SELECTED TEXT:
* Start *
When I was checking my sticks, as pairs, I was making sure that all memory was inserted as per table 2. In fact my current memory is installed as per table 2 with all 4 slots populated, ie installed, and each manufacturers pair is installed in the same colour slot.
When I checked out the memories individually I put the stick in the first BLUE slot closest the CPU or DIMM A1 (BLUE).

The Notes below table 2 tell me that I can install pairs of sticks with different sizes ie 2 * 256MB plus 2 * 512MB in DDR mode provided I keep the pairs in the same coloured slots. That is also what I had done.

Hope this helps you to understand what I have been doing and might help you also to understand what you may have to do later should you get into this state. I was justb trying to confirm that I wasn't going to get any problems by mixing, since although theory is fine, a dose of experience cannot be beaten to understand the real situation.

This is the mobo and what you might not be able to see is that the memeory slots are coloured blue, black, blue, black from the CPU.


----------



## JorisS (Jan 19, 2007)

Thanks for the explanation :smile: 

I guess I misinterpreted your problem/post somewhat, I thought you cannot get 2x 512Mb + 2x 256Mb to work and show as 1536 Mb. But now I'm not sure you really did try or not.

From the manual (and your explanation) it should obviously work anyways.


----------



## Done_Fishin (Oct 10, 2006)

My original question was whether I was able to replace 2 of my 256MB sticks with 512MB sticks and whether I was likely to have any problems. The response was more or less positive and I got some more info about the 512MB's that I was missing .. I was guessing that they were DDR400 but I wasn't sure.
I tried only to find that I had a duff stick or two of 512MB's .. which is unfortunate. Since they are labelled as "lifetime" I am assuming that I should be able to RMA them for a pair of new sticks. However I was given them and do not have the reciept. I am hoping that won't affect the guarantee.

Don't worry about misunderstanding the questions, it's easy to do! It's also easy to assume that we know whet we are asking for and that everyone else will/should understand too! :grin:
Thanks for taking the time to look and give your input. If you have also understood something new from this then the post was not wasted at all ..


----------



## 8210GUY (Aug 29, 2006)

Done_Fishin said:


> In Table 2 we are shown where we can use "pairs" of identical RAM in order to make use of DDR technology. We should use slots which are of the same colour. It doesn't make any difference which colour we use as long as we use both at the same time. If we do this we will be able to use DDR memory in Dual Channel mode, which will effectively increase our memory access time.
* End *
GIVEN TASK 1: In the forum thread on memory installation, why does Done_Fishin assume that the faulty 512MB sticks can be returned for a pair of new ones?

ENTRIES SUPPLIED:
* Start *
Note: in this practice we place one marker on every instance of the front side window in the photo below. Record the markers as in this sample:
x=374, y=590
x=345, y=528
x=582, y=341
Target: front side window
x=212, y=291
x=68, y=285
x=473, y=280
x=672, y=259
* End *
GIVEN TASK 2: Replace "front side window" with "side window" throughout the rows and write the lines out again, leaving everything else unchanged.

FULL SOLUTION 1: Done_Fishin assumes the sticks can be returned because they are labelled as "lifetime."

FULL SOLUTION 2:
Note: in this practice we place one marker on every instance of the side window in the photo below. Record the markers as in this sample:
x=374, y=590
x=345, y=528
x=582, y=341
Target: side window
x=212, y=291
x=68, y=285
x=473, y=280
x=672, y=259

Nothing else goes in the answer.